**TASK DIRECTIONS:** Your task is to retype, exactly and only, the lines from the one containing "pixel 168 488." to the final line of the entries, leaving out all pictures.

┌────────

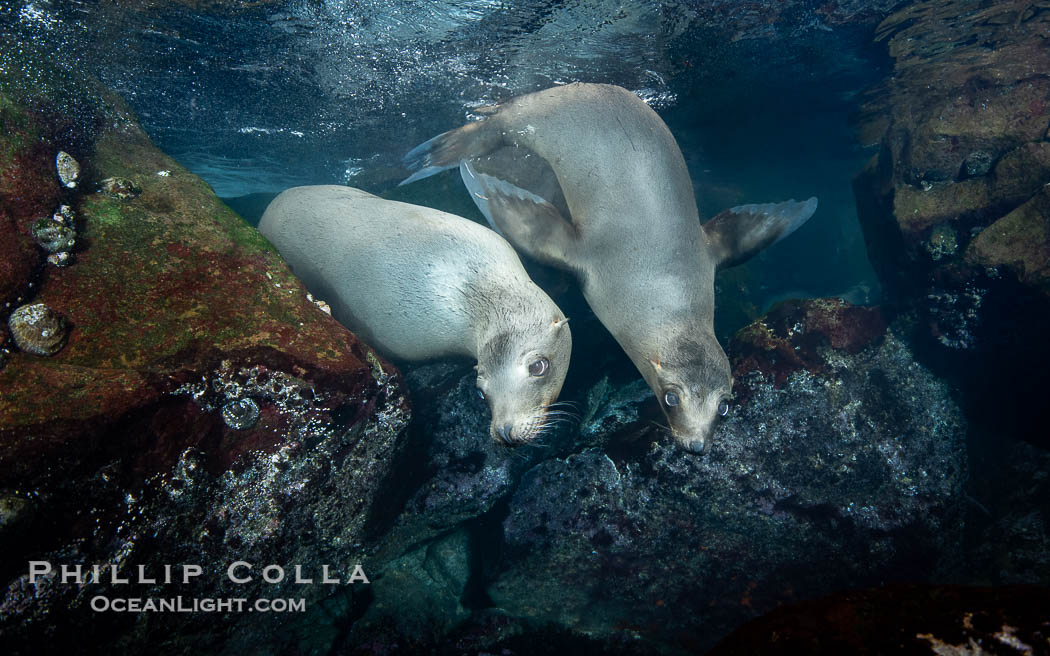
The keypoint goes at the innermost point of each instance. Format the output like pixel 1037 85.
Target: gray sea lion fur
pixel 418 283
pixel 632 234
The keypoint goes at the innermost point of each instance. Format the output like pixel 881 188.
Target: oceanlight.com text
pixel 101 604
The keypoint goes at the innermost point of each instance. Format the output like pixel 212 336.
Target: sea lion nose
pixel 504 431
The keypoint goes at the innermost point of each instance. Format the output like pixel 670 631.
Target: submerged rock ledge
pixel 203 410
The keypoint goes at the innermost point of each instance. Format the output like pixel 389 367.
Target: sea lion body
pixel 632 237
pixel 418 283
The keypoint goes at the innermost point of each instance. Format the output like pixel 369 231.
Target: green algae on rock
pixel 120 437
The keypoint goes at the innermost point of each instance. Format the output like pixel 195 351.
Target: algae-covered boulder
pixel 202 409
pixel 954 206
pixel 842 465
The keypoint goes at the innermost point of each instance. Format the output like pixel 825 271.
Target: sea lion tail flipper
pixel 447 149
pixel 528 221
pixel 738 233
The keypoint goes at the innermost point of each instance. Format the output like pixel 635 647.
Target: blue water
pixel 335 92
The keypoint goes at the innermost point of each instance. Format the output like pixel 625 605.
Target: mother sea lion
pixel 634 241
pixel 418 283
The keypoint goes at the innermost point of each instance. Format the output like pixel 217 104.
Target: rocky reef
pixel 954 206
pixel 844 472
pixel 171 399
pixel 196 408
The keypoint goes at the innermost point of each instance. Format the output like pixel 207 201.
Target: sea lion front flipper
pixel 528 221
pixel 737 234
pixel 447 149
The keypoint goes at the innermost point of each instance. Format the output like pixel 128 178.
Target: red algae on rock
pixel 177 309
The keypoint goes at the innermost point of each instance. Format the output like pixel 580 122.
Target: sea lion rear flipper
pixel 447 149
pixel 738 233
pixel 528 221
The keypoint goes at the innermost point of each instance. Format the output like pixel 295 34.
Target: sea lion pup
pixel 418 283
pixel 634 241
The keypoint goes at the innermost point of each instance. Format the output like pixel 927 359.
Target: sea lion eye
pixel 539 367
pixel 723 407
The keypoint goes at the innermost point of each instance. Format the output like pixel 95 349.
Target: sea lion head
pixel 520 375
pixel 691 377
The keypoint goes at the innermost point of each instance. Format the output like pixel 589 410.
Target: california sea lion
pixel 418 283
pixel 634 240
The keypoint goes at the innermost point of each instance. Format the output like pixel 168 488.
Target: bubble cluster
pixel 240 414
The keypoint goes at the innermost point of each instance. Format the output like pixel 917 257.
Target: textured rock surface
pixel 902 619
pixel 842 472
pixel 116 450
pixel 954 205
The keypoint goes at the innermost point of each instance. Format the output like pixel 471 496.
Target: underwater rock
pixel 840 466
pixel 54 236
pixel 67 168
pixel 59 259
pixel 240 414
pixel 120 188
pixel 37 329
pixel 28 189
pixel 953 206
pixel 834 480
pixel 792 334
pixel 977 164
pixel 898 619
pixel 1019 241
pixel 121 438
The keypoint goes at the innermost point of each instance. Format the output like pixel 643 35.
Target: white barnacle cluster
pixel 67 168
pixel 57 235
pixel 236 393
pixel 38 330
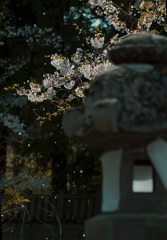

└────────

**OUTPUT FOR THIS TASK:**
The keypoint goes at the innermost point of each instance. Format the output like pixel 168 488.
Target: bubble cluster
pixel 240 414
The keypoint goes at the innermost point of each instance. Format the output like pixel 917 257.
Target: textured rock surface
pixel 902 619
pixel 842 472
pixel 116 450
pixel 954 205
The keypoint goes at the innermost point of each instance. Format the output like pixel 471 496.
Target: underwater rock
pixel 840 466
pixel 54 236
pixel 67 168
pixel 59 259
pixel 240 414
pixel 120 188
pixel 37 329
pixel 28 189
pixel 953 206
pixel 834 480
pixel 792 334
pixel 977 164
pixel 898 619
pixel 1019 241
pixel 121 438
The keypoint goes at the innermost point of each instance. Format the output like pixel 643 35.
Target: white barnacle cluster
pixel 67 168
pixel 57 235
pixel 236 393
pixel 38 330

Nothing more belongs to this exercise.